Study Abroad experience: This semester, I am studying abroad at Sciences Po Aix in Aix en Provence, France. Sciences Po is a grande école that has a campus at several universities throughout France, and I’m studying at the one at Aix-Marseille Université. I’m taking classes in EU law, French, gender and politics, and democracy and new technologies. My favorite class is Gender and Politics because we’re going through historical and contemporary political thought through a feminist lens, and it’s fascinating to reconsider everything I’ve been studying for the past 3 years through this new lens.
Being in Aix en Provence has been wonderful. It’s a beautiful southern city with an affordable and expansive public transportation system. It’s pretty easy to travel to nearby cities for a couple euros and visit the monuments, museums, and beaches. So far, I’ve visited Les Calanques in Marseille, a beach and food festival in Cassis, Romanesque churches in Toulouse, and hiked Sainte Victoire (the mountain that Cezanne painted). All the buildings for Aix-Marseille Université are spread out throughout the city. Mine is in the middle of the city center, which is half an hour away from my dorm, so I get to do a lot of walking every day past all the food, clothing, and flower markets. It’s beautiful.
While I’m here, I’m also completing a service-learning project for HRHA 400. I am volunteering for an after-school program for one of the elementary schools teaching English. I get to work with the most adorable little kids helping them learn basic English vocabulary, phrases, and cultural practices of the U.S. so that they can develop their language skills and have better opportunities later in life. A lot of students here want to learn English because it’s a language of power, and it helps them have better work opportunities in the foreign service, EU, tourism, and other sectors. As the semester goes on and their language skills progress, my goal is to spark conversation about human rights and connect it with our English lessons.

Post-Graduation Plans: After graduation, I hope to work for a local nonprofit doing social justice and community building work. My goal is to continually learn how I can best use my privilege to amplify the voices of those who are underprivileged and disempowered and to work together to fight institutional discrimination.

## Challenge A
List each line of the listing that contains the string "bird".
The listing after this text has nothing to do with it.

## Data supplied
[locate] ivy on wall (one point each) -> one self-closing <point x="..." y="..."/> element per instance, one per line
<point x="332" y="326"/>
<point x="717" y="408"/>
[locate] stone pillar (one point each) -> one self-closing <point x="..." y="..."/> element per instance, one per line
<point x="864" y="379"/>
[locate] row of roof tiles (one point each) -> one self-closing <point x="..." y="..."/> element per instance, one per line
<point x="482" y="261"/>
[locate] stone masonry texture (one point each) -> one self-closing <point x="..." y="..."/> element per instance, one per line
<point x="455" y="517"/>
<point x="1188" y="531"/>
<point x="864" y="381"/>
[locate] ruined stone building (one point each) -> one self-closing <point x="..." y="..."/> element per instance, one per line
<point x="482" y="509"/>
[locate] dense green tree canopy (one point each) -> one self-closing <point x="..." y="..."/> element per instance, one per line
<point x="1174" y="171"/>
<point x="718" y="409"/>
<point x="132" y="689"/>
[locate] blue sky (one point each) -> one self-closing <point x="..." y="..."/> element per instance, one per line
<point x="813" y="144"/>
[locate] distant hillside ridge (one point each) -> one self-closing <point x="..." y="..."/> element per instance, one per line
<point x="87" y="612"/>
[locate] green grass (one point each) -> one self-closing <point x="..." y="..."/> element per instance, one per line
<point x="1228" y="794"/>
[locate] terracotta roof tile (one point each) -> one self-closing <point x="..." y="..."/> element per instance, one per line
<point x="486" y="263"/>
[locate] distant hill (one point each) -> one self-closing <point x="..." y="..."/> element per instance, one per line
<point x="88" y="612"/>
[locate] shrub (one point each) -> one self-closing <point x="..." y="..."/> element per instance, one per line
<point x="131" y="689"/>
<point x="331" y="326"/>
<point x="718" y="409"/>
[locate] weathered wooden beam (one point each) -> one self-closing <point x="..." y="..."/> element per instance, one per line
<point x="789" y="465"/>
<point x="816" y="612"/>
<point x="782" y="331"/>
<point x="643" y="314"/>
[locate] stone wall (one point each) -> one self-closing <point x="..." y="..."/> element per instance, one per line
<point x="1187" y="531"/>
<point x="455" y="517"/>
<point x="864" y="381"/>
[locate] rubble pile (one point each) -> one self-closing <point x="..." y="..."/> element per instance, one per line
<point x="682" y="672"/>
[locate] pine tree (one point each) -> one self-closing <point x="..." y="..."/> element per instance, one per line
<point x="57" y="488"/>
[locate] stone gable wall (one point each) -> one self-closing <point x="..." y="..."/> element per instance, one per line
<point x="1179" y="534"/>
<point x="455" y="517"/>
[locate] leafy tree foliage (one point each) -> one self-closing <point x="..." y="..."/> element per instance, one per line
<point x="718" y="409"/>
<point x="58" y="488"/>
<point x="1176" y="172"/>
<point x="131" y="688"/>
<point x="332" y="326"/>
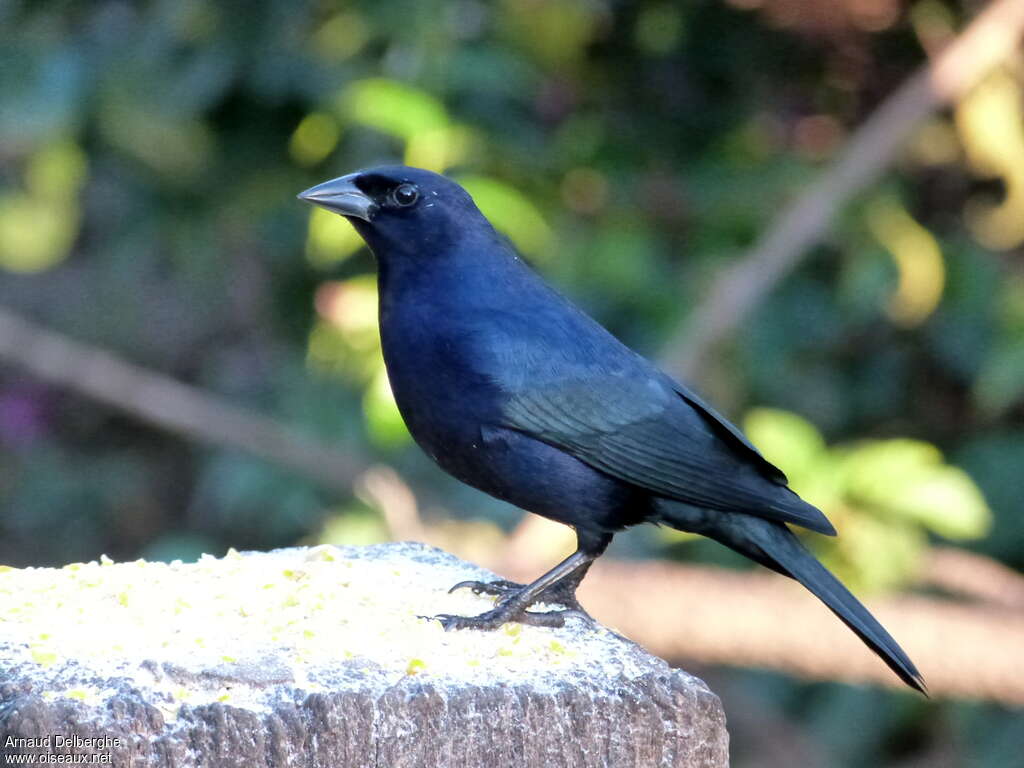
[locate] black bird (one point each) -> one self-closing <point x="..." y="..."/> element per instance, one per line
<point x="515" y="391"/>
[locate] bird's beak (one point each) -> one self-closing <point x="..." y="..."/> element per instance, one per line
<point x="341" y="196"/>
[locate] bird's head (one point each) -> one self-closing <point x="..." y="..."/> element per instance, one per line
<point x="397" y="209"/>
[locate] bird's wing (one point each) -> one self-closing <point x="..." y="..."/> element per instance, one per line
<point x="651" y="432"/>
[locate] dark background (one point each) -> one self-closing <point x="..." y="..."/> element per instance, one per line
<point x="150" y="155"/>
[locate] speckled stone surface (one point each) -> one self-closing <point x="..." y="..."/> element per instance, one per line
<point x="318" y="657"/>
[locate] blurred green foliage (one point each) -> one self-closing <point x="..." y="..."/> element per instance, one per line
<point x="150" y="154"/>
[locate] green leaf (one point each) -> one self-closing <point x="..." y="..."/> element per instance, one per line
<point x="788" y="441"/>
<point x="510" y="212"/>
<point x="393" y="108"/>
<point x="907" y="478"/>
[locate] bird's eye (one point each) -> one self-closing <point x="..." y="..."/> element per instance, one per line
<point x="406" y="195"/>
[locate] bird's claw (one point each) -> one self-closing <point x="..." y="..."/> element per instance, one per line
<point x="500" y="588"/>
<point x="492" y="620"/>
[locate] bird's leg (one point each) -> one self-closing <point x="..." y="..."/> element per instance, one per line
<point x="557" y="586"/>
<point x="561" y="592"/>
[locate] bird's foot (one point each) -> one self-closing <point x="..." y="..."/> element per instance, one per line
<point x="512" y="607"/>
<point x="499" y="615"/>
<point x="560" y="593"/>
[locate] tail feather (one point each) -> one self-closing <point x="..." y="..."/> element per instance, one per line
<point x="773" y="545"/>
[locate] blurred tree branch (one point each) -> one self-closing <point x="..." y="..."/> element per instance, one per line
<point x="967" y="648"/>
<point x="987" y="41"/>
<point x="714" y="615"/>
<point x="160" y="400"/>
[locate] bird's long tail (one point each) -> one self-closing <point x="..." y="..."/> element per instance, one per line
<point x="774" y="546"/>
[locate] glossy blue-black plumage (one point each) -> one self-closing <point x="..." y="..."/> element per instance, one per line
<point x="512" y="389"/>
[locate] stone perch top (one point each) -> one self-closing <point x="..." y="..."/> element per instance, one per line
<point x="320" y="657"/>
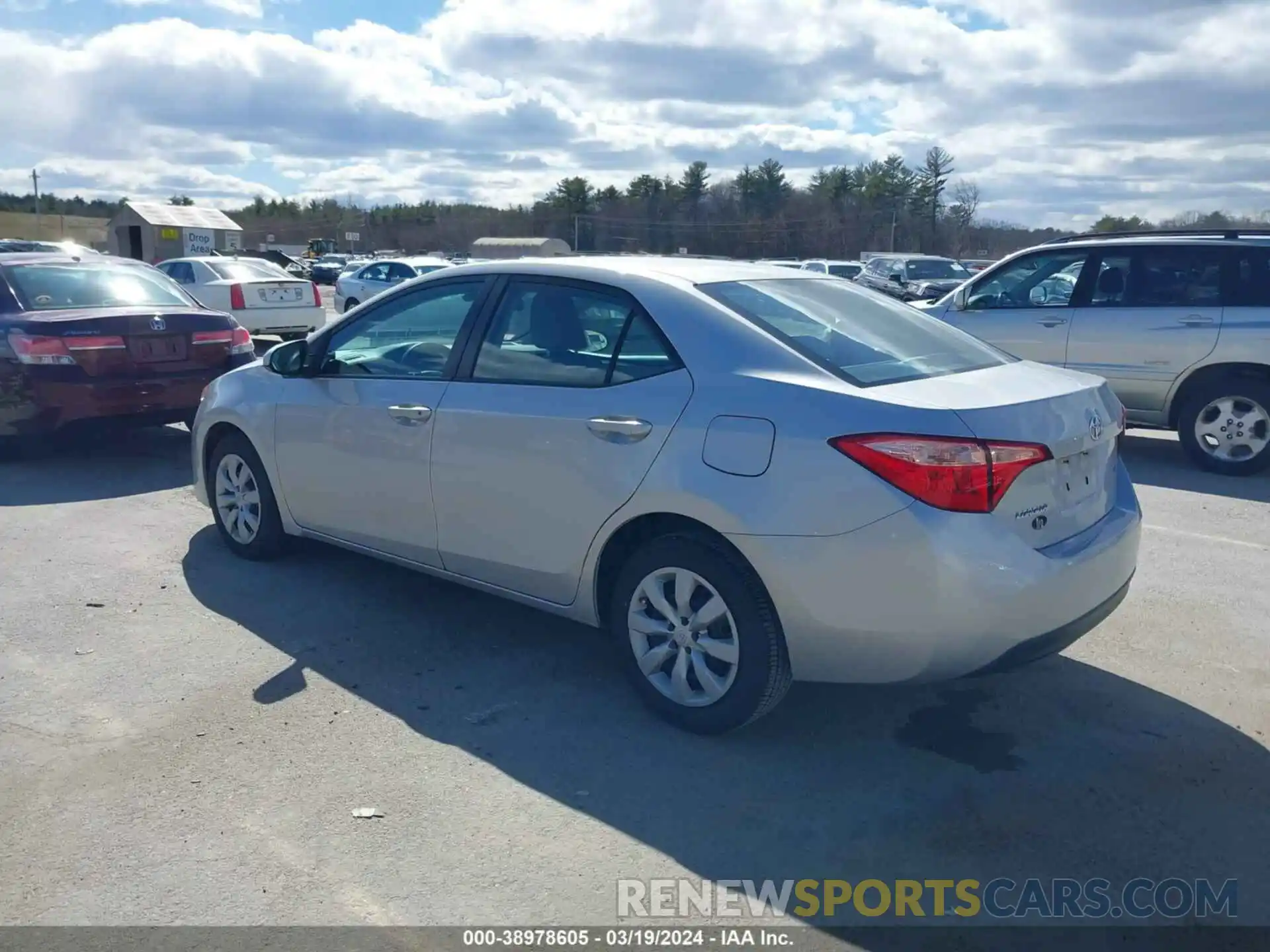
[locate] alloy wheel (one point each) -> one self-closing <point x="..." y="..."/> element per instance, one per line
<point x="683" y="636"/>
<point x="1232" y="429"/>
<point x="238" y="499"/>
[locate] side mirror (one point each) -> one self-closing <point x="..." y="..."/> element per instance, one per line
<point x="287" y="360"/>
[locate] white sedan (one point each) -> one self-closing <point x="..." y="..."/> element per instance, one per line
<point x="261" y="295"/>
<point x="376" y="277"/>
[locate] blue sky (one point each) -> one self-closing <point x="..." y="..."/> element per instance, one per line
<point x="1057" y="110"/>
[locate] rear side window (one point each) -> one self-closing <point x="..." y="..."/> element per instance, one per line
<point x="1253" y="280"/>
<point x="568" y="335"/>
<point x="51" y="287"/>
<point x="861" y="337"/>
<point x="1185" y="276"/>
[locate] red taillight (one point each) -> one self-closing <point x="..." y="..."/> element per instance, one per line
<point x="99" y="343"/>
<point x="214" y="337"/>
<point x="241" y="342"/>
<point x="959" y="475"/>
<point x="238" y="339"/>
<point x="37" y="349"/>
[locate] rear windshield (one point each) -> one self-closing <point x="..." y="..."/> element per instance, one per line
<point x="54" y="286"/>
<point x="865" y="338"/>
<point x="934" y="270"/>
<point x="247" y="270"/>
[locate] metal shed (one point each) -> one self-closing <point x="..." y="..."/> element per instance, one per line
<point x="155" y="231"/>
<point x="520" y="248"/>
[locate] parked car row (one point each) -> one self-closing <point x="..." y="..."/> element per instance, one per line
<point x="926" y="436"/>
<point x="95" y="337"/>
<point x="1175" y="321"/>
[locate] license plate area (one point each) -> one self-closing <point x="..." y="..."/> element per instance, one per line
<point x="281" y="296"/>
<point x="158" y="349"/>
<point x="1078" y="476"/>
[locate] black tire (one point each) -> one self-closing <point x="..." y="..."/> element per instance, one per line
<point x="762" y="674"/>
<point x="1249" y="389"/>
<point x="270" y="539"/>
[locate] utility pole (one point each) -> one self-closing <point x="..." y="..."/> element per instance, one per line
<point x="34" y="182"/>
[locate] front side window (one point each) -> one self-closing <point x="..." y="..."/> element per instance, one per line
<point x="865" y="339"/>
<point x="412" y="334"/>
<point x="51" y="287"/>
<point x="181" y="272"/>
<point x="570" y="337"/>
<point x="1040" y="280"/>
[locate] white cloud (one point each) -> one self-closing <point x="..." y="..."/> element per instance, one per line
<point x="253" y="9"/>
<point x="1062" y="108"/>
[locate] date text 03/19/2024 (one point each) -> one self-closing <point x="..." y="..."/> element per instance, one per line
<point x="626" y="938"/>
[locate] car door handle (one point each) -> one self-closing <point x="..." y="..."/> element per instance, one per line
<point x="411" y="414"/>
<point x="620" y="429"/>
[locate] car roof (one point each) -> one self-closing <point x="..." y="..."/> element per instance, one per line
<point x="64" y="258"/>
<point x="665" y="270"/>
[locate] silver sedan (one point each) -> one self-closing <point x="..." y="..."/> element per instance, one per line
<point x="743" y="474"/>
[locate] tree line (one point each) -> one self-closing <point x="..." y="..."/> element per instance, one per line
<point x="843" y="210"/>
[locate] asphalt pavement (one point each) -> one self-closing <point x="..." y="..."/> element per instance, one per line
<point x="185" y="735"/>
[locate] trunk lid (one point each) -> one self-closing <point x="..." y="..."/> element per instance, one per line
<point x="1075" y="415"/>
<point x="277" y="294"/>
<point x="154" y="342"/>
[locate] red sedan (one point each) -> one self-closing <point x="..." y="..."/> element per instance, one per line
<point x="89" y="339"/>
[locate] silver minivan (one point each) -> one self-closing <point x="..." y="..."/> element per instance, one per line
<point x="1176" y="321"/>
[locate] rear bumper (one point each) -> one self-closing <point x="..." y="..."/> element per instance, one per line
<point x="48" y="405"/>
<point x="281" y="320"/>
<point x="930" y="596"/>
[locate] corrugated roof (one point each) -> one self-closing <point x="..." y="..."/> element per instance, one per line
<point x="515" y="243"/>
<point x="185" y="216"/>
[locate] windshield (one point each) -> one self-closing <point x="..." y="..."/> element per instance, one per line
<point x="247" y="270"/>
<point x="935" y="270"/>
<point x="864" y="338"/>
<point x="54" y="287"/>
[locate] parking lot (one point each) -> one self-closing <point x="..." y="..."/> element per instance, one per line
<point x="186" y="734"/>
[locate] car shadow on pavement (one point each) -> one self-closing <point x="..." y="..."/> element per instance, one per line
<point x="98" y="465"/>
<point x="1159" y="460"/>
<point x="1060" y="770"/>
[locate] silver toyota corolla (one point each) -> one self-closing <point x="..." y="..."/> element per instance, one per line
<point x="745" y="474"/>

## Challenge B
According to the study abroad post, which mountain was hiked?

## Final result A
[locate] black bird (one point each) -> one self-closing <point x="..." y="..."/> element per instance, one per line
[locate] bird's beak (one point each) -> one self-closing <point x="..." y="..."/> element per instance, one per line
[locate] bird's head (one point each) -> one self-closing <point x="..." y="..."/> element per instance, one per line
[locate] bird's wing (one point each) -> one self-closing <point x="..." y="..."/> element per instance, one per line
[locate] bird's eye (one point each) -> one self-closing <point x="..." y="..."/> element per instance, one per line
[locate] bird's claw (one point each) -> one self-closing <point x="..." y="..."/> element per instance, one per line
[locate] bird's leg (one point each) -> one self-closing <point x="..." y="..."/> element per instance, one per line
[locate] bird's foot (one point each) -> one self-closing <point x="..." y="..."/> element per instance, one per line
[locate] bird's long tail (one point each) -> one self-closing <point x="..." y="..."/> element per instance, one per line

## Final result B
Sainte Victoire, the mountain that Cezanne painted.